┏━━

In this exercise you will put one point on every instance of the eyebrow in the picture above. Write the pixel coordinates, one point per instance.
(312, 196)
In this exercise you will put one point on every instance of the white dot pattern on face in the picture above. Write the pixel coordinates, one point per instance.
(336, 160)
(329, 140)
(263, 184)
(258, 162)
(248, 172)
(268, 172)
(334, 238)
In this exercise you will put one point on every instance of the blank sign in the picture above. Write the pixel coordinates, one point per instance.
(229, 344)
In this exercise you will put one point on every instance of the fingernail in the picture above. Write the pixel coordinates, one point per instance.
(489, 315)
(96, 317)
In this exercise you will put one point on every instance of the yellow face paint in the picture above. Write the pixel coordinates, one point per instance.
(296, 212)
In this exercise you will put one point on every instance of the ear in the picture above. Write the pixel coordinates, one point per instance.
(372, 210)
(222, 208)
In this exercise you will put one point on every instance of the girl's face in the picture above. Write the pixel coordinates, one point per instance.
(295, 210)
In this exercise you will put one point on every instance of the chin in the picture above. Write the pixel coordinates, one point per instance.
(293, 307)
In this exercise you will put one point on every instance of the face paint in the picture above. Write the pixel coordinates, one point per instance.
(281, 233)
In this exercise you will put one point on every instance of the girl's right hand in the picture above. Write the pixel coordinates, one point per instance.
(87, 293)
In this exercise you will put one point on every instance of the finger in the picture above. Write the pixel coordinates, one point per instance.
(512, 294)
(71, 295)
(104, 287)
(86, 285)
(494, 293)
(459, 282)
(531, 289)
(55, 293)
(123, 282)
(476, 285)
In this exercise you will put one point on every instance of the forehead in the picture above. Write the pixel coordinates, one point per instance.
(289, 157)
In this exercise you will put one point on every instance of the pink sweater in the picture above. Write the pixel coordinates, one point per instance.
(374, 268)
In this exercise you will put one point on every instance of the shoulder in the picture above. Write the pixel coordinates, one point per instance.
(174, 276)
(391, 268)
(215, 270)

┗━━

» WHAT IS ASKED: Write all of the records out again exactly.

» COMPLETE OUTPUT:
In this exercise you will put one point on every instance of the eyebrow in the picture above. Write the pixel coordinates, one point per instance.
(312, 196)
In this exercise you will put one point on every instance of the white dot pattern on face in the picture above. Write the pixel coordinates, one point per instance.
(336, 160)
(329, 140)
(263, 184)
(258, 162)
(248, 172)
(268, 172)
(334, 238)
In this exercise you will put one point on every instance of the blank sign in the picture above. Write the pixel coordinates, one point per instance.
(229, 344)
In this exercise you will put one point on every instance of the fingernail in the picture above. Write the pixel coordinates, one point per instance.
(489, 315)
(96, 317)
In this exercise you will put one point on every instance of the yellow face paint in the picture above. Write the pixel coordinates, one point per instance.
(296, 212)
In this exercise you will put one point on every instance of the ear in the picture above. Write the pixel coordinates, one point per instance.
(372, 210)
(222, 208)
In this exercise you will put one point on every instance of the girl's face in the picture above. Write the pixel coordinates, one point per instance.
(295, 210)
In this exercise you will put one point on every instance of the chin in the picture above. Write the pixel coordinates, one point per instance.
(293, 307)
In this exercise you will put one point on every instance of the face paint in the picture above. Write the pixel coordinates, one point per instance.
(281, 233)
In this exercise you will put one point on every instance of the girl's right hand in the picture above. Write the pixel coordinates, one point per instance.
(87, 293)
In this exercise you will put one point on every instance of the finger in the picture above. Write the pixel coordinates, one point per instance.
(512, 294)
(71, 295)
(104, 287)
(86, 285)
(494, 293)
(459, 282)
(531, 289)
(55, 293)
(123, 282)
(476, 285)
In this exercise you will put one point on every instance of the forehead in the picture above. Write the pixel coordinates, one point per instance.
(289, 157)
In this exercise you will put one point on every instance of the pink sweater in the picture above. Write the pixel coordinates, one point per instance.
(374, 268)
In this exercise you will put one point on every instance of the shoulder in the picture above. Write the pixel coordinates, one point per instance.
(174, 276)
(391, 268)
(215, 270)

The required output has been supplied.